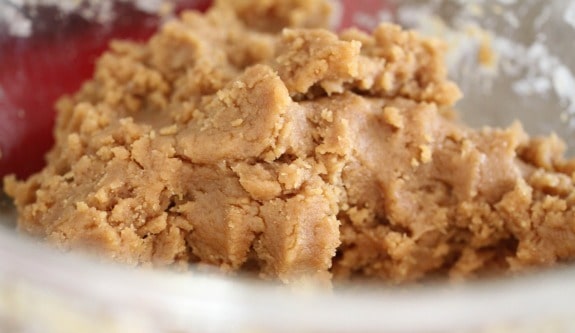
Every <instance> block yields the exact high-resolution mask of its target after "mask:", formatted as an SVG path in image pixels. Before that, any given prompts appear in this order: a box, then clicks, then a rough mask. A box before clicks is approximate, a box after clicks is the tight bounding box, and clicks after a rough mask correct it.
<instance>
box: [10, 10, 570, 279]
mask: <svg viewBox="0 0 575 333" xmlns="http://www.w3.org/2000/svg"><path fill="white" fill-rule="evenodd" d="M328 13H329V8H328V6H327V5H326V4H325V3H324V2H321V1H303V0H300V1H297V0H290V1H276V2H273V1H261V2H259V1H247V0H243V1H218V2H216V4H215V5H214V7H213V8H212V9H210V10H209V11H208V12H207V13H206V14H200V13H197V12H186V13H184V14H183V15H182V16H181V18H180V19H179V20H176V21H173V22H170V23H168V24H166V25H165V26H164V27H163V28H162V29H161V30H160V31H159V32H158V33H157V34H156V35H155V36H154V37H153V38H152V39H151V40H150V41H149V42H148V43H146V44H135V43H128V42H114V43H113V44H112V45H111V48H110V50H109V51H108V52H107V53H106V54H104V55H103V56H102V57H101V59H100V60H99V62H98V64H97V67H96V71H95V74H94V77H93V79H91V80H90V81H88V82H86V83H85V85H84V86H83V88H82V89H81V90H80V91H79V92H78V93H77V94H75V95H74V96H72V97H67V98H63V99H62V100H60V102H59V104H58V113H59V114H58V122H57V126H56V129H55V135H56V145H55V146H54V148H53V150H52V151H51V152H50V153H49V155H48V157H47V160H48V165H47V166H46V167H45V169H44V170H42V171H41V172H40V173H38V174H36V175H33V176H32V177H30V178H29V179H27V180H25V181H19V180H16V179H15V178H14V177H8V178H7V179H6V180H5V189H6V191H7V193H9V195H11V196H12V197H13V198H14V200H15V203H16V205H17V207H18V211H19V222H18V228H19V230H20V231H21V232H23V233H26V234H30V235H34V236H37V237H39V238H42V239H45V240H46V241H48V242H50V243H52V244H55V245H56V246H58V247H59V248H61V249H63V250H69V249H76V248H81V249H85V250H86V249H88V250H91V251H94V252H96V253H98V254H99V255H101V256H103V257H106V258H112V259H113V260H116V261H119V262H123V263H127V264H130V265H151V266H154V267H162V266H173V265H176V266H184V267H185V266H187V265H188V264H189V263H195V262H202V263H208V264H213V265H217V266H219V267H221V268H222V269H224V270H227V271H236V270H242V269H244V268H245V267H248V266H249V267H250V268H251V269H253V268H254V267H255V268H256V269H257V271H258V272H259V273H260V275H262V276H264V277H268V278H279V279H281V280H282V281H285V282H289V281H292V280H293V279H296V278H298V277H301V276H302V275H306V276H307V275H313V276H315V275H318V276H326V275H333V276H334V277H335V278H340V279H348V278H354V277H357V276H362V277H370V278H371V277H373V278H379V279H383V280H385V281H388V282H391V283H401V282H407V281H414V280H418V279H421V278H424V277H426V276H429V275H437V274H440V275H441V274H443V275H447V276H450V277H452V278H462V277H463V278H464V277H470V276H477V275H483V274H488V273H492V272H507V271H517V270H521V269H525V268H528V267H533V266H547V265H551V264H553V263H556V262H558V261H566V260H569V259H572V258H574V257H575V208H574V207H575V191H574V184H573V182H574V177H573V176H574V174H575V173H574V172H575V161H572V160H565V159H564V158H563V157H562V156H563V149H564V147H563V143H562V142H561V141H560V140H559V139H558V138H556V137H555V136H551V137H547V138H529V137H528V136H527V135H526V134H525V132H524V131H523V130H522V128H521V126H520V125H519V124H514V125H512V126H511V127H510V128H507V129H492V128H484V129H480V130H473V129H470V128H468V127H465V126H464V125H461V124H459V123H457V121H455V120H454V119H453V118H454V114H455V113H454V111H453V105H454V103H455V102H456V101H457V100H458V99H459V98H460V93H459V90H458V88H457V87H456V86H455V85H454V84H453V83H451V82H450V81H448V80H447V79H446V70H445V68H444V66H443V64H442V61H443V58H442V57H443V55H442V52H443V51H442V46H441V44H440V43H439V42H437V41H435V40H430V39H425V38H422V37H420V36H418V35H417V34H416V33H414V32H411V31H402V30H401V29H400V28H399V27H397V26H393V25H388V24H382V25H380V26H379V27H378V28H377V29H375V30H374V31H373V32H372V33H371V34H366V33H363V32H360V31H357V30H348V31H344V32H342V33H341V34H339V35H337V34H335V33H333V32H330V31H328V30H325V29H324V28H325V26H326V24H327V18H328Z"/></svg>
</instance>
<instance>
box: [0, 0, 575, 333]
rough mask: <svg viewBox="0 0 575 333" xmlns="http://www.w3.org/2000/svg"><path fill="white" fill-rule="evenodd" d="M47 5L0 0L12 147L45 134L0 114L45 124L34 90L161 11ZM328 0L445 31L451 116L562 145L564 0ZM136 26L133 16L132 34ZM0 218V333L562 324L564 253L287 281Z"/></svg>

--*--

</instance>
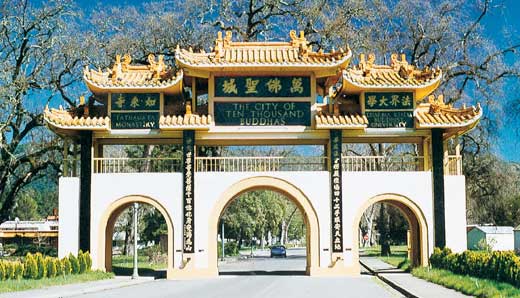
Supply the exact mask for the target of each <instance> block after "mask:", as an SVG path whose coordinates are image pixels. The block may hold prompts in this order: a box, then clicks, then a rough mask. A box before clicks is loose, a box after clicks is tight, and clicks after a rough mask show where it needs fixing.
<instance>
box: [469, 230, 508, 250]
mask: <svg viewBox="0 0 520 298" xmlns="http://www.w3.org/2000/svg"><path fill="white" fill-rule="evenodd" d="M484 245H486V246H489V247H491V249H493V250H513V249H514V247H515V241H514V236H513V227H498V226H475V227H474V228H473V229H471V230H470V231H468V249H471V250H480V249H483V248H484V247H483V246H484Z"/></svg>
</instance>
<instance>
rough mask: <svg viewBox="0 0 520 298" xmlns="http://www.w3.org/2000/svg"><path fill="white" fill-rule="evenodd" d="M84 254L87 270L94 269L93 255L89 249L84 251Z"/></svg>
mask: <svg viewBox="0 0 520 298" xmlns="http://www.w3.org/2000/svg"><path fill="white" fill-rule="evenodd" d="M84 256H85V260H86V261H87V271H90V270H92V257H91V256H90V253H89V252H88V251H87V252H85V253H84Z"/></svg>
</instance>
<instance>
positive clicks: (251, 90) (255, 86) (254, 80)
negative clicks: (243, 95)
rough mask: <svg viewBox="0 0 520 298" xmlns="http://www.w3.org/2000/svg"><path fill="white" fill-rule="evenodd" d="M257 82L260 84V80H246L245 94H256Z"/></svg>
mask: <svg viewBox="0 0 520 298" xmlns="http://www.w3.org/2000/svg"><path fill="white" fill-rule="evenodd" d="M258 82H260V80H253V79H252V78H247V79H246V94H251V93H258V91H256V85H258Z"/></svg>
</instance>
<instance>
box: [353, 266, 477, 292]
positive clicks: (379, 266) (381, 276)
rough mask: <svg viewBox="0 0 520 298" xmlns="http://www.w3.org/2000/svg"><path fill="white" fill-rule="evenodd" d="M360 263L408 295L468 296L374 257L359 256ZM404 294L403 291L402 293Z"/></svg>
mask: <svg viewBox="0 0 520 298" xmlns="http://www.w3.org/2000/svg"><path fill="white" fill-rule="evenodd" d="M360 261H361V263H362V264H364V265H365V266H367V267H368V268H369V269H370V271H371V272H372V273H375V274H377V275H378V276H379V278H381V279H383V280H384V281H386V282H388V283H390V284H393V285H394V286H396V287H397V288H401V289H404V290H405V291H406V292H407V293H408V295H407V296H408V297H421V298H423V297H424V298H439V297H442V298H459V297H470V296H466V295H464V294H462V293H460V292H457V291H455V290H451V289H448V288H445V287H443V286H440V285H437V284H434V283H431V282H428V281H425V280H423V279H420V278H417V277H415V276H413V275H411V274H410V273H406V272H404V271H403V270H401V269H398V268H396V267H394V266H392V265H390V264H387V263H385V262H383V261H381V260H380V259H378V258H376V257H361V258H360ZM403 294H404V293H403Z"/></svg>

--*--

__WHAT TO WORK ON__
Could you filter the material above and copy each line that holds the word "positive"?

__COMPLETED TASK__
positive clicks: (251, 90) (255, 86) (254, 80)
positive clicks: (379, 266) (381, 276)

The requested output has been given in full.